■ Exercise inputs ■
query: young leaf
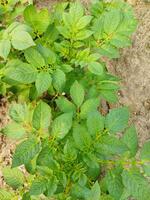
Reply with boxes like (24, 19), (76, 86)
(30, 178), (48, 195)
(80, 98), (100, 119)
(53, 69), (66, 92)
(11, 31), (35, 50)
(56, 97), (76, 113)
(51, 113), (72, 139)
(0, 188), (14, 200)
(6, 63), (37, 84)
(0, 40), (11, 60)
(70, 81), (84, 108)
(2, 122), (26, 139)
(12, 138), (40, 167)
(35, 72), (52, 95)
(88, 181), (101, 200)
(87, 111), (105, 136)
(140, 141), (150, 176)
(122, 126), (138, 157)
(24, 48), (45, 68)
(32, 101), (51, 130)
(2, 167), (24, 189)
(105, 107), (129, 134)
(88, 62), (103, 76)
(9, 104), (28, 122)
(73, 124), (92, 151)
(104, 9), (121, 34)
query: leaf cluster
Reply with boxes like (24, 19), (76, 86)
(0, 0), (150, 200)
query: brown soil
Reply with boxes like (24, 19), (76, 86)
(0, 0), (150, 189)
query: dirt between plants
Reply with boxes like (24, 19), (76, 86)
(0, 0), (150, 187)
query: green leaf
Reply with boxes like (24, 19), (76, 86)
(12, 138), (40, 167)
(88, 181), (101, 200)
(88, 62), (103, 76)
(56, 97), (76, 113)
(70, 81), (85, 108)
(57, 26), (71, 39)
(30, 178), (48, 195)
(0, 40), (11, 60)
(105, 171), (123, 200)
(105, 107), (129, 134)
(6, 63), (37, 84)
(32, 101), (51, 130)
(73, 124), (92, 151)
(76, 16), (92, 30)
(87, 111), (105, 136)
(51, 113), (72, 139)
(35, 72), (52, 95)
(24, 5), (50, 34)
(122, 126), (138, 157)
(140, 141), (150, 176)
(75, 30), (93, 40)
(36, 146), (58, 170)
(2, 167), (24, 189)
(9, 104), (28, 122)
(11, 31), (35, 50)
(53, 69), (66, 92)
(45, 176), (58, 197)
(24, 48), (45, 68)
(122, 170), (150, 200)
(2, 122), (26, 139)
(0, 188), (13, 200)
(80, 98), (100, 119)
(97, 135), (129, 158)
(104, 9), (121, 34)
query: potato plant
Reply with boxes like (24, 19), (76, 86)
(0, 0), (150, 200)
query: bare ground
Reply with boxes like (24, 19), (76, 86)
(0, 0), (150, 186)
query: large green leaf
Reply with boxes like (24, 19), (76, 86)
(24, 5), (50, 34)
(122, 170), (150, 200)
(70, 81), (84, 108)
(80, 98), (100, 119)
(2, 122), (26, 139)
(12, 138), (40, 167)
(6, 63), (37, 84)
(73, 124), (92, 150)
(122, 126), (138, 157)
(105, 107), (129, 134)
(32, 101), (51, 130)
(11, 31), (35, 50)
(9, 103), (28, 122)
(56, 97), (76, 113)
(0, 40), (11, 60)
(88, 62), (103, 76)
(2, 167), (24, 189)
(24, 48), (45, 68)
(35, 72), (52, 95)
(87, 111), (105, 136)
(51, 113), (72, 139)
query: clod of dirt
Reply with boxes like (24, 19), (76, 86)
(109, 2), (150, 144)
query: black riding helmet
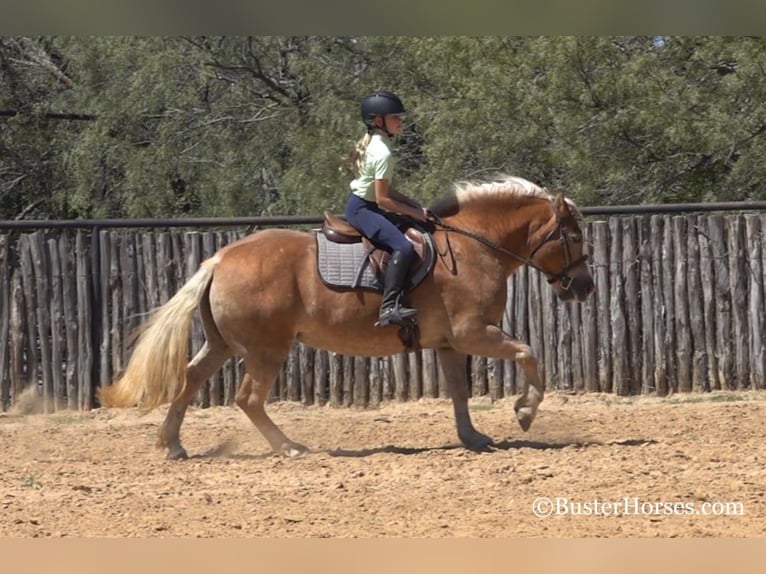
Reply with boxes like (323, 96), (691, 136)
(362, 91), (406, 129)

■ Aim ■
Repeat all the records above line for line, without changing anything, and leave out the pictures.

■ Correct answer ■
query: young leaf
Reply with boxes like (24, 19), (76, 86)
(30, 178), (48, 195)
(80, 98), (100, 119)
(53, 69), (66, 92)
(11, 31), (35, 50)
(56, 97), (76, 113)
(51, 113), (72, 139)
(0, 188), (14, 200)
(6, 63), (37, 84)
(0, 40), (11, 60)
(70, 81), (84, 108)
(2, 122), (26, 139)
(12, 138), (40, 167)
(35, 72), (52, 95)
(88, 181), (101, 200)
(87, 111), (105, 136)
(140, 141), (150, 176)
(122, 126), (138, 157)
(24, 48), (45, 68)
(32, 101), (51, 130)
(2, 167), (24, 189)
(105, 107), (129, 134)
(88, 62), (103, 76)
(9, 104), (28, 122)
(73, 124), (92, 151)
(104, 9), (121, 34)
query: leaf cluster
Reply with boxes like (24, 19), (76, 86)
(0, 0), (150, 200)
query: brown soil
Reply with boxes like (24, 19), (76, 86)
(0, 0), (150, 189)
query: dirt between plants
Reply with boxes like (24, 19), (76, 86)
(0, 0), (150, 187)
query: green leaf
Reply with boxes like (24, 19), (76, 86)
(12, 138), (40, 167)
(88, 181), (101, 200)
(88, 62), (103, 76)
(56, 97), (76, 113)
(70, 81), (85, 108)
(57, 26), (71, 39)
(30, 178), (48, 195)
(0, 40), (11, 60)
(105, 171), (123, 200)
(105, 107), (129, 134)
(6, 63), (37, 84)
(32, 101), (51, 130)
(73, 124), (92, 151)
(76, 16), (92, 30)
(87, 111), (105, 136)
(51, 113), (72, 139)
(35, 72), (52, 95)
(24, 5), (50, 34)
(122, 126), (138, 157)
(140, 141), (150, 176)
(75, 30), (93, 40)
(36, 146), (58, 170)
(2, 167), (24, 189)
(9, 104), (28, 122)
(11, 31), (35, 50)
(53, 69), (66, 92)
(45, 176), (58, 197)
(24, 48), (45, 68)
(122, 170), (150, 200)
(2, 122), (26, 139)
(0, 188), (13, 200)
(80, 98), (100, 119)
(97, 135), (129, 158)
(104, 9), (121, 34)
query: potato plant
Reply with boxes like (24, 19), (76, 86)
(0, 0), (150, 200)
query: bare ground
Reply with boxes like (24, 19), (76, 86)
(0, 0), (150, 186)
query: large green leaf
Reply with boxes like (24, 19), (76, 86)
(24, 5), (50, 34)
(122, 170), (150, 200)
(70, 81), (84, 108)
(80, 98), (100, 119)
(2, 122), (26, 139)
(12, 138), (40, 167)
(6, 63), (37, 84)
(73, 124), (92, 150)
(122, 126), (138, 157)
(105, 107), (129, 134)
(32, 101), (51, 130)
(11, 31), (35, 50)
(9, 103), (28, 122)
(56, 97), (76, 113)
(0, 40), (11, 60)
(88, 62), (103, 76)
(2, 167), (24, 189)
(24, 48), (45, 68)
(35, 72), (52, 95)
(87, 111), (105, 136)
(51, 113), (72, 139)
query: clod of dirt
Reply with boxes like (24, 19), (76, 86)
(109, 2), (150, 144)
query: black riding helmet
Reply with boxes like (323, 96), (691, 136)
(362, 91), (406, 129)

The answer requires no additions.